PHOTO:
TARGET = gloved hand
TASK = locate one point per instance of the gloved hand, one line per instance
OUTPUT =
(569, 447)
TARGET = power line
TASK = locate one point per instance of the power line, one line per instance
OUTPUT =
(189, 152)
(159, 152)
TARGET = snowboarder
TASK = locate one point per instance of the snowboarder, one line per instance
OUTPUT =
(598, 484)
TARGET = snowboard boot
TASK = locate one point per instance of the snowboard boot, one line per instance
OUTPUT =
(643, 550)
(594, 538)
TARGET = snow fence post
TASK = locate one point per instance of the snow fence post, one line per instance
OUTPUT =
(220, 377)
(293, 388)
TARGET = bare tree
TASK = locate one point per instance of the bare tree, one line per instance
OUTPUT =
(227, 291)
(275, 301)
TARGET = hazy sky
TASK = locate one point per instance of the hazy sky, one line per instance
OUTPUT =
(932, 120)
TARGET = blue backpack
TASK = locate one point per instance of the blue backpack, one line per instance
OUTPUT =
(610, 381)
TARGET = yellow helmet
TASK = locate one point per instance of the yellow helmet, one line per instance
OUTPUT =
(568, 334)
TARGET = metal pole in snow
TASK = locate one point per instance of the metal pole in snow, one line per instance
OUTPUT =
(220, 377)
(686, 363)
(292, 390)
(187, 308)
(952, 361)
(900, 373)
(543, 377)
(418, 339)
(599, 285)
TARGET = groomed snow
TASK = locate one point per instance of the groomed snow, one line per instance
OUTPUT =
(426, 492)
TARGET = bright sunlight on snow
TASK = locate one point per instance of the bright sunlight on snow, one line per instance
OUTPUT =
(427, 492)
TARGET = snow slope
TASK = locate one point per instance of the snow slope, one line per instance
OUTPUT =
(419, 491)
-------
- **YOUR INSTRUCTIONS**: Check each line of the listing above for the string "sunlight" and return those that contain it.

- **RESPONSE TO THE TASK**:
TARGET = bright sunlight on snow
TASK = locate one point per instance of the bright sunlight on snow, one line per instance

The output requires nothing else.